= Reading passage =
************

Paul McKenna (born 8 November 1963) is a British hypnotist, behavioural scientist, television and radio broadcaster and author of self-help books.

McKenna has written and produced books and multimedia products, hosted self-improvement television shows and presents seminars in hypnosis, neuro-linguistic programming, weight loss, motivation and the Zen meditation Big Mind and Amygdala Depotentiation Therapy (ADT), otherwise known as Havening Techniques.

Early Life
McKenna was born in Enfield, London to a builder and a home economics teacher. He attended St Ignatius' College. He was routinely bullied by his teachers for his dyslexia.

Career

Show business
McKenna started off in radio aged 16 at Radio Topshop, and went on to present for stations including  Radio Caroline and Capital London.

************

= Stored data =
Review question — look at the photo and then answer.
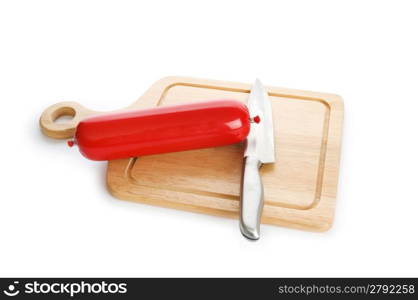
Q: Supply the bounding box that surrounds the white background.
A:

************

According to the biography of Paul McKenna, at what age and at which station did he begin working in radio? The data is not used in this exercise.

= Answer to the exercise =
He began at age 16 at Radio Topshop.